--- Written exercise ---
Rewrite the entries below with every "green grass" swapped for "lawn grass", keeping all other text the same.

───── Data provided

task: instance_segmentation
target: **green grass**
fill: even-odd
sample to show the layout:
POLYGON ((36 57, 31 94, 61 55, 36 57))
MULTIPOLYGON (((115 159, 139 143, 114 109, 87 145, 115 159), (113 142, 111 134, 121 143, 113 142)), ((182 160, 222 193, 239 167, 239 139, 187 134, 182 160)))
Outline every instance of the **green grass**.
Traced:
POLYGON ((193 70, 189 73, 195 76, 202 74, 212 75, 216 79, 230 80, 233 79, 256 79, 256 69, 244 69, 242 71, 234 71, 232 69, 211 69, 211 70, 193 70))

──────────

--- Written response ---
task: instance_segmentation
target: **lawn grass**
fill: even-odd
sample to show the layout:
POLYGON ((36 57, 31 94, 61 55, 36 57))
MULTIPOLYGON (((115 159, 139 143, 114 109, 87 145, 115 159), (113 142, 111 134, 121 143, 113 142)), ((182 160, 222 193, 239 167, 239 139, 187 134, 182 160)))
Outline every instance of the **lawn grass**.
Traced:
POLYGON ((193 70, 189 73, 195 76, 202 74, 212 75, 216 79, 230 80, 233 79, 256 79, 256 69, 244 69, 242 71, 234 71, 232 69, 211 69, 211 70, 193 70))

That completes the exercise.